* _Directions_
All the data below goes into the copy word for word, but the pictures don't.
++++ Material supplied
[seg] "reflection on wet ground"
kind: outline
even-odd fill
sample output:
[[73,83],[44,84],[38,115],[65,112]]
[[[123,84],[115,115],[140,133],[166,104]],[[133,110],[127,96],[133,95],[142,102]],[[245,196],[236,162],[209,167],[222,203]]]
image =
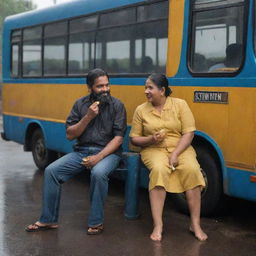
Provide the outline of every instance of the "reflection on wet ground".
[[41,208],[43,172],[36,170],[30,153],[22,146],[0,140],[0,256],[254,256],[256,255],[256,204],[230,200],[229,213],[203,218],[209,235],[198,242],[189,232],[189,218],[173,209],[167,199],[163,241],[152,242],[147,191],[140,190],[138,220],[124,218],[124,184],[111,181],[105,211],[105,230],[86,235],[88,174],[63,185],[58,230],[26,233],[24,227],[37,220]]

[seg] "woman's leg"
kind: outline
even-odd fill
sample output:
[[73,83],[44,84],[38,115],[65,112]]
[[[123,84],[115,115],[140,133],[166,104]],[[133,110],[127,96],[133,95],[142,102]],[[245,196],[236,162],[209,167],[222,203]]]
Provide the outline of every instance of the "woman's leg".
[[200,210],[201,210],[201,190],[200,187],[186,191],[186,198],[190,211],[190,231],[195,234],[195,237],[200,241],[205,241],[208,236],[204,233],[200,225]]
[[149,199],[151,205],[151,212],[154,222],[154,229],[150,238],[153,241],[161,241],[163,232],[163,208],[166,197],[166,191],[163,187],[155,187],[149,191]]

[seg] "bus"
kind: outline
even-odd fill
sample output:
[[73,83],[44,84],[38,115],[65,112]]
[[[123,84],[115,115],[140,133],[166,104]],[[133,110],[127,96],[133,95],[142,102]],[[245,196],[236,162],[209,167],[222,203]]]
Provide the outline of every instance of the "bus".
[[[165,73],[173,97],[195,116],[202,215],[218,211],[223,195],[256,201],[255,2],[75,0],[8,17],[2,137],[23,144],[44,169],[72,150],[65,119],[87,94],[90,69],[110,74],[128,125],[145,101],[145,78]],[[174,200],[186,211],[183,194]]]

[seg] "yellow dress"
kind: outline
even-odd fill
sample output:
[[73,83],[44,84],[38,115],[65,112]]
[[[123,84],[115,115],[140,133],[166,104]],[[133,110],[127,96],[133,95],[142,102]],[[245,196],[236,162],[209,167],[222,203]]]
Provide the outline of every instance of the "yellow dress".
[[161,114],[150,102],[136,108],[130,137],[150,136],[161,129],[167,132],[164,141],[142,148],[140,152],[143,163],[150,170],[149,190],[161,186],[167,192],[181,193],[197,186],[204,187],[205,181],[192,146],[179,155],[175,171],[169,165],[168,156],[181,136],[196,130],[193,114],[186,101],[167,97]]

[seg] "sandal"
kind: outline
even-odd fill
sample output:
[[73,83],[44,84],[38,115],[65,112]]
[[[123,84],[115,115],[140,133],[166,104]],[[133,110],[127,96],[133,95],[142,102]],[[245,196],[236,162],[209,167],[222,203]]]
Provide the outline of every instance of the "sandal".
[[45,226],[39,226],[37,223],[28,225],[25,230],[27,232],[38,232],[38,231],[45,231],[49,229],[57,229],[58,225],[45,225]]
[[99,235],[102,232],[103,232],[102,224],[100,224],[99,226],[96,226],[96,227],[88,227],[88,229],[87,229],[87,235]]

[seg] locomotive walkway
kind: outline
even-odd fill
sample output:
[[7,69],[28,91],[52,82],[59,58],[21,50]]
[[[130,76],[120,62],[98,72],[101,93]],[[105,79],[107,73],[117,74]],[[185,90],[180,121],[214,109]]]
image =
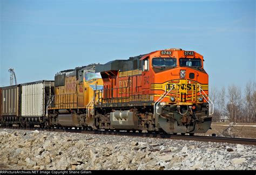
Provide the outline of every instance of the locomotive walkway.
[[38,130],[41,131],[48,131],[54,132],[68,132],[81,134],[100,134],[100,135],[110,135],[118,136],[126,136],[132,137],[143,137],[151,138],[158,138],[165,139],[180,139],[187,141],[194,141],[199,142],[221,142],[232,144],[241,144],[256,145],[256,139],[248,138],[234,138],[234,137],[221,137],[214,136],[189,136],[189,135],[179,135],[170,134],[149,134],[149,133],[138,133],[138,132],[127,132],[126,131],[105,131],[103,130],[84,130],[79,129],[48,129],[40,128],[22,128],[15,127],[0,127],[2,129],[23,129],[28,130]]

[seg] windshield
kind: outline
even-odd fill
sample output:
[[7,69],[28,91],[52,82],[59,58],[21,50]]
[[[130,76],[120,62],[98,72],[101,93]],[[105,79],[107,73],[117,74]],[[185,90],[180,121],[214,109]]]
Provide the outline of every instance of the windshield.
[[179,65],[181,67],[197,67],[202,66],[201,60],[197,58],[180,58]]
[[166,67],[176,66],[176,59],[172,58],[153,58],[152,61],[152,65],[153,67]]
[[86,72],[85,73],[85,81],[88,81],[93,79],[102,78],[100,73],[92,73],[92,72]]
++++++++
* _Answer to the problem_
[seg] "reflection on wet ground"
kind: outline
even-odd fill
sample output:
[[73,83],[44,84],[38,115],[65,112]]
[[[123,84],[115,115],[140,133],[166,104]],[[133,110],[127,96],[133,95],[142,102]],[[245,196],[236,162],[209,167],[222,203]]]
image =
Provide the outline of every instance of the "reflection on wet ground".
[[41,208],[43,172],[36,170],[30,153],[22,146],[0,140],[0,256],[254,256],[256,255],[256,204],[230,200],[229,213],[203,218],[209,235],[198,242],[189,232],[189,218],[173,209],[167,199],[163,241],[152,242],[147,191],[140,190],[138,220],[124,218],[124,184],[111,181],[105,211],[105,230],[86,235],[88,174],[63,185],[58,230],[26,233],[24,227],[37,220]]

[seg] "woman's leg"
kind: outline
even-odd fill
sample output:
[[73,83],[44,84],[38,115],[65,112]]
[[[123,84],[115,115],[140,133],[166,104]],[[133,110],[127,96],[133,95],[142,102]],[[245,196],[236,162],[209,167],[222,203]]]
Provide the outline of every instance of the "woman's leg".
[[200,210],[201,210],[201,190],[200,187],[186,191],[186,198],[190,211],[190,231],[195,234],[195,237],[200,241],[205,241],[208,236],[204,233],[200,225]]
[[149,199],[151,205],[151,212],[154,222],[154,229],[150,238],[153,241],[161,241],[163,232],[163,208],[166,197],[166,191],[163,187],[155,187],[149,191]]

[seg] "bus"
kind: outline
even-odd fill
sample output:
[[73,83],[44,84],[38,115],[65,112]]
[[[123,84],[115,115],[140,133],[166,104]],[[133,110],[127,96],[133,95],[142,102]],[[245,196],[236,162],[209,167],[222,203]]]
Provide the outline of every instance of the "bus".
[[[165,73],[173,97],[195,116],[202,215],[218,211],[223,195],[256,201],[255,2],[75,0],[8,17],[2,137],[23,144],[44,169],[72,150],[65,119],[87,94],[90,69],[110,74],[128,125],[145,101],[145,78]],[[174,200],[186,211],[183,194]]]

[seg] "yellow dress"
kind: outline
even-odd fill
sample output:
[[73,83],[44,84],[38,115],[65,112]]
[[[123,84],[115,115],[140,133],[166,104]],[[133,110],[127,96],[133,95],[142,102]],[[245,196],[236,162],[209,167],[222,203]]]
Provide the outline of every instance of the "yellow dress".
[[161,114],[150,102],[136,108],[130,137],[150,136],[161,129],[167,132],[164,141],[142,148],[140,152],[143,163],[150,170],[149,190],[161,186],[167,192],[181,193],[197,186],[204,187],[205,181],[192,146],[179,155],[175,171],[169,165],[168,156],[181,136],[196,130],[193,114],[186,101],[167,97]]

[seg] "sandal"
kind: outline
even-odd fill
sample output:
[[73,83],[44,84],[38,115],[65,112]]
[[[123,84],[115,115],[140,133],[166,104]],[[133,110],[127,96],[133,95],[142,102]],[[245,196],[236,162],[209,167],[222,203]]]
Provide the outline of every instance of the "sandal".
[[45,226],[39,226],[37,223],[28,225],[25,230],[27,232],[38,232],[38,231],[45,231],[49,229],[57,229],[58,225],[45,225]]
[[99,235],[102,232],[103,232],[102,224],[100,224],[99,226],[96,226],[96,227],[88,227],[88,229],[87,229],[87,235]]

[seg] locomotive walkway
kind: outline
even-odd fill
sample output:
[[7,69],[28,91],[52,82],[59,58],[21,50]]
[[[130,76],[120,62],[98,72],[101,93]],[[105,79],[107,73],[117,74]],[[185,90],[180,121],[214,109]]]
image =
Provide the outline of every instance of the locomotive walkway.
[[38,130],[41,131],[48,131],[54,132],[68,132],[81,134],[100,134],[100,135],[110,135],[118,136],[126,136],[132,137],[143,137],[151,138],[158,138],[165,139],[180,139],[187,141],[194,141],[199,142],[221,142],[232,144],[241,144],[256,145],[256,139],[248,138],[234,138],[234,137],[221,137],[214,136],[189,136],[189,135],[179,135],[170,134],[149,134],[149,133],[138,133],[138,132],[127,132],[126,131],[105,131],[103,130],[84,130],[79,129],[48,129],[40,128],[22,128],[15,127],[0,127],[2,129],[23,129],[28,130]]

[seg] windshield
kind: outline
even-odd fill
sample output:
[[7,69],[28,91],[52,82],[59,58],[21,50]]
[[[130,76],[120,62],[98,72],[101,93]],[[105,79],[107,73],[117,74]],[[185,90],[180,121],[214,109]]]
Provide the outline of every instance of the windshield.
[[179,65],[181,67],[197,67],[202,66],[201,60],[197,58],[180,58]]
[[166,67],[176,66],[176,59],[172,58],[153,58],[152,61],[152,65],[153,67]]
[[86,72],[85,73],[85,81],[88,81],[93,79],[102,78],[100,73],[92,73],[92,72]]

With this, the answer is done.